=== THE PROBLEM ===
Retype the lines in the rows below verbatim, omitting the pictures.

[start INPUT MATERIAL]

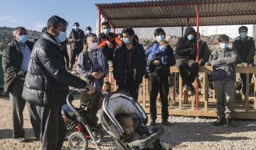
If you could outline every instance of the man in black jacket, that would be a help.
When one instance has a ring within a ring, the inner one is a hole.
[[[255,54],[255,42],[253,38],[247,36],[248,28],[246,26],[239,28],[240,36],[235,39],[233,50],[238,52],[238,67],[252,67],[254,65]],[[249,74],[249,82],[251,81],[252,74]],[[242,80],[242,93],[245,94],[246,77],[245,74],[240,74]]]
[[[79,28],[79,23],[74,23],[74,28],[72,29],[69,35],[69,42],[70,43],[70,70],[73,69],[73,66],[75,64],[76,56],[78,57],[79,54],[83,49],[83,40],[85,39],[85,33]]]
[[[24,142],[25,131],[23,128],[23,111],[27,105],[29,117],[34,130],[35,137],[40,136],[40,117],[36,105],[26,103],[21,98],[25,76],[33,43],[28,40],[26,30],[17,27],[14,30],[14,40],[9,43],[3,52],[3,69],[4,73],[4,90],[9,92],[11,105],[11,122],[14,138]]]
[[[149,75],[149,92],[150,96],[151,125],[156,125],[156,98],[159,92],[162,105],[162,123],[168,122],[168,94],[169,91],[169,76],[170,67],[175,64],[174,50],[165,41],[166,33],[162,28],[155,30],[154,35],[156,41],[148,50],[146,59],[147,71]]]
[[[195,95],[195,88],[192,85],[198,74],[199,67],[196,62],[196,33],[188,27],[183,38],[178,40],[174,52],[176,66],[179,69],[185,90],[190,96]]]
[[[68,23],[57,16],[50,17],[47,32],[35,44],[26,76],[22,97],[36,105],[41,118],[42,149],[61,149],[66,129],[61,115],[61,105],[69,92],[68,86],[87,87],[91,85],[68,73],[63,53],[58,43],[66,39]]]
[[[125,28],[122,33],[123,42],[114,50],[113,75],[118,90],[128,92],[137,101],[139,85],[146,72],[146,57],[142,45],[134,40],[134,31]]]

[end INPUT MATERIAL]

=== RESULT FOR THIS EXERCISE ===
If you could outline every instance of the man in black jacket, that would be a help.
When one instance has a ring within a ring, the inner one is a hole.
[[[255,54],[255,42],[253,38],[247,36],[248,28],[246,26],[239,28],[240,36],[235,39],[233,50],[238,52],[238,67],[252,67],[254,65]],[[249,74],[249,82],[251,81],[252,74]],[[242,80],[242,93],[245,94],[246,77],[245,74],[240,74]]]
[[[79,28],[79,23],[74,23],[74,28],[72,29],[69,35],[69,42],[70,43],[70,70],[73,69],[73,66],[75,64],[76,56],[78,57],[79,54],[83,49],[83,40],[85,39],[85,33]]]
[[[24,142],[25,131],[23,128],[23,111],[27,105],[29,117],[34,130],[35,137],[40,136],[40,117],[36,105],[26,103],[21,98],[25,76],[33,43],[28,40],[26,30],[17,27],[14,30],[14,40],[9,43],[3,52],[3,69],[4,73],[4,90],[9,92],[11,105],[11,122],[14,138]]]
[[[149,75],[149,92],[150,96],[151,125],[156,125],[156,98],[159,92],[162,105],[162,123],[168,122],[168,94],[169,91],[169,76],[170,67],[175,64],[174,50],[165,41],[166,33],[162,28],[155,30],[154,35],[156,41],[148,50],[146,59],[147,71]]]
[[[195,95],[195,88],[192,85],[198,74],[199,67],[196,62],[196,33],[188,27],[183,38],[178,40],[174,52],[176,66],[179,69],[185,90],[190,96]]]
[[[68,23],[57,16],[50,17],[47,32],[35,44],[26,76],[22,97],[36,105],[41,118],[42,149],[61,149],[66,129],[61,115],[61,105],[69,92],[68,86],[87,87],[91,85],[68,73],[63,53],[58,43],[66,39]]]
[[[125,28],[122,33],[123,42],[114,50],[113,75],[118,90],[128,92],[137,101],[139,85],[146,72],[146,57],[142,45],[134,40],[134,31]]]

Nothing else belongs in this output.